Retype all of the data below line for line, without changing anything, and leave the pictures out.

>> BEGIN

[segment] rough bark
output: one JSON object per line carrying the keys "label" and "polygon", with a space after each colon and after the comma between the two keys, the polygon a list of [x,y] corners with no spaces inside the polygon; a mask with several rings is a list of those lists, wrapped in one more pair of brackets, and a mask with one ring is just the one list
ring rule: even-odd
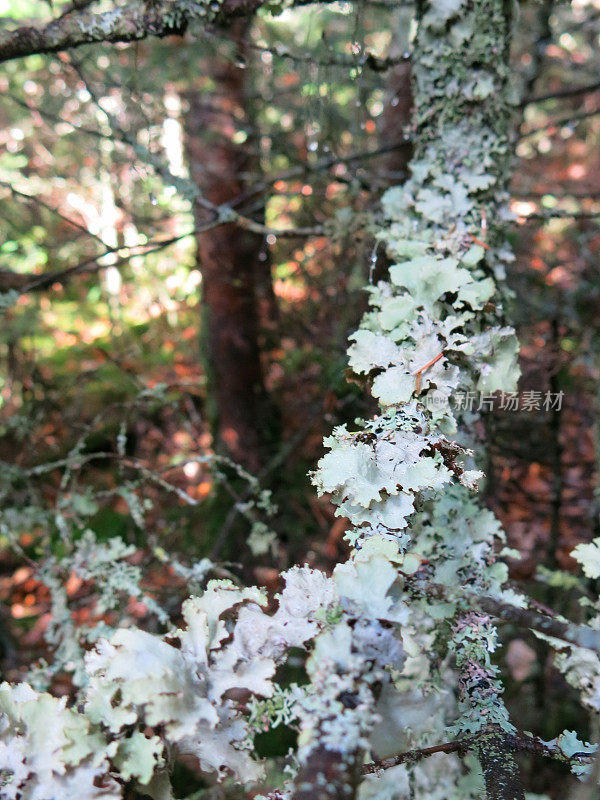
{"label": "rough bark", "polygon": [[[246,23],[233,24],[243,48]],[[186,95],[186,150],[193,181],[214,205],[229,203],[244,190],[244,174],[253,158],[253,143],[232,142],[247,125],[246,72],[233,60],[215,54],[206,59],[211,92]],[[207,210],[195,204],[198,227]],[[211,416],[218,447],[251,472],[263,461],[273,424],[273,407],[264,386],[258,343],[257,275],[270,280],[268,261],[259,258],[263,237],[234,223],[198,236],[202,272],[203,344],[208,373]]]}
{"label": "rough bark", "polygon": [[41,28],[23,25],[0,33],[0,63],[94,42],[182,36],[194,20],[222,25],[237,17],[251,16],[261,5],[263,0],[133,0],[103,13],[73,11]]}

>> END

Solution for this exercise>
[segment] rough bark
output: one JSON object per line carrying the keys "label" and "polygon", with a space after each colon and after the comma between the two keys, the polygon a list of [x,y] corners with no spaces inside the polygon; a mask with several rings is a list of those lists, wrapped in one more pair of brackets, and a mask with one ring is just the one list
ring rule: even-odd
{"label": "rough bark", "polygon": [[[246,23],[233,24],[243,48]],[[186,95],[186,150],[193,181],[214,205],[229,203],[244,190],[244,174],[253,158],[253,143],[232,142],[247,125],[246,72],[233,60],[215,54],[206,59],[211,92]],[[207,210],[195,204],[198,227]],[[211,416],[218,447],[251,472],[263,461],[273,424],[273,407],[264,386],[258,343],[257,275],[270,280],[268,261],[259,258],[263,237],[234,223],[198,236],[202,272],[203,344],[208,373]]]}
{"label": "rough bark", "polygon": [[41,28],[23,25],[0,33],[0,63],[94,42],[182,36],[194,20],[222,25],[237,17],[251,16],[261,5],[263,0],[133,0],[103,13],[73,11]]}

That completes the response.